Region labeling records
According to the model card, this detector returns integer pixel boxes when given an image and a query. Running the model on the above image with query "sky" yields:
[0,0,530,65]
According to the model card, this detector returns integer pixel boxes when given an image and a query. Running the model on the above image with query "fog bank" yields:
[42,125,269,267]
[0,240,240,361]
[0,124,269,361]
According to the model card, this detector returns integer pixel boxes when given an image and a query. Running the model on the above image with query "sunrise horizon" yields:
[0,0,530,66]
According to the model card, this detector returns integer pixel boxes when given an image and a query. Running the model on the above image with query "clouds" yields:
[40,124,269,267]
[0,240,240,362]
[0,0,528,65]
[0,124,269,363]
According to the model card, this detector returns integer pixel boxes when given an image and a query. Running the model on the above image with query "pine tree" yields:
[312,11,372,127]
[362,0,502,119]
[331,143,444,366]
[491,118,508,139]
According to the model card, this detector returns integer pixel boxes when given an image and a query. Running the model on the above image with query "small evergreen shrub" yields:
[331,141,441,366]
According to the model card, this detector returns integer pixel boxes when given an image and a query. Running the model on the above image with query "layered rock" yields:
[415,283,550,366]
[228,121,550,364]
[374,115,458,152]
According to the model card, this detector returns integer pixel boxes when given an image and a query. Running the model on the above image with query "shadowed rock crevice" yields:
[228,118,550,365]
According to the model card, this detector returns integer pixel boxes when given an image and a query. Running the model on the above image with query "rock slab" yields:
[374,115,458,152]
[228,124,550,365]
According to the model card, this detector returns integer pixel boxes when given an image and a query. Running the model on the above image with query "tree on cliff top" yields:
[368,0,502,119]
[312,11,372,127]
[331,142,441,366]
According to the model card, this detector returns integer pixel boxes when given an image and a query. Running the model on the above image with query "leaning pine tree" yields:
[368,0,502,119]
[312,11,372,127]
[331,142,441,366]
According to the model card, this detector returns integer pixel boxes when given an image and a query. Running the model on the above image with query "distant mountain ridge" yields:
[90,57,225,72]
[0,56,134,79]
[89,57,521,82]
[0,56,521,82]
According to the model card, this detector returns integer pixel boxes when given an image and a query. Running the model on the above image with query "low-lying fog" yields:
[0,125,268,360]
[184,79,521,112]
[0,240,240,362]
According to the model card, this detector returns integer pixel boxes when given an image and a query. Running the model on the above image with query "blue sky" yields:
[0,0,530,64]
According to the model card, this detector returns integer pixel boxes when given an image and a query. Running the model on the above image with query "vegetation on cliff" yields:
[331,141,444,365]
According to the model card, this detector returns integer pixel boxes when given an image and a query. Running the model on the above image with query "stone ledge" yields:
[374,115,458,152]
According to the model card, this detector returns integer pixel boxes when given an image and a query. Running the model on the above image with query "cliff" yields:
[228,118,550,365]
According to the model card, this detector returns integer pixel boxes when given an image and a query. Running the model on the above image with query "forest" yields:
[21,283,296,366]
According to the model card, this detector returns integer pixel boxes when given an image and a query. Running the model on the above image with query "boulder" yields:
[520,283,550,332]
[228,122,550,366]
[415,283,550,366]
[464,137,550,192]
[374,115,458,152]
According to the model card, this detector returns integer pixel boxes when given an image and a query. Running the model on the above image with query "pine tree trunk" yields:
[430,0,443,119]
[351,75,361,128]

» **Work required**
Repeat the rows word for word, starting with the very first line and ending with the line that contains "[0,124,269,361]", both of those lines included.

» **Final answer**
According to the model card, this detector returns integer pixel boxes when given an image and a query. Running the model on the above image with query "sky" yields:
[0,0,530,65]
According to the model card, this detector returns integer pixel boxes when given an image and a query. Running the model on the above image with query "fog bank" yields:
[42,125,269,267]
[0,240,240,361]
[0,124,269,361]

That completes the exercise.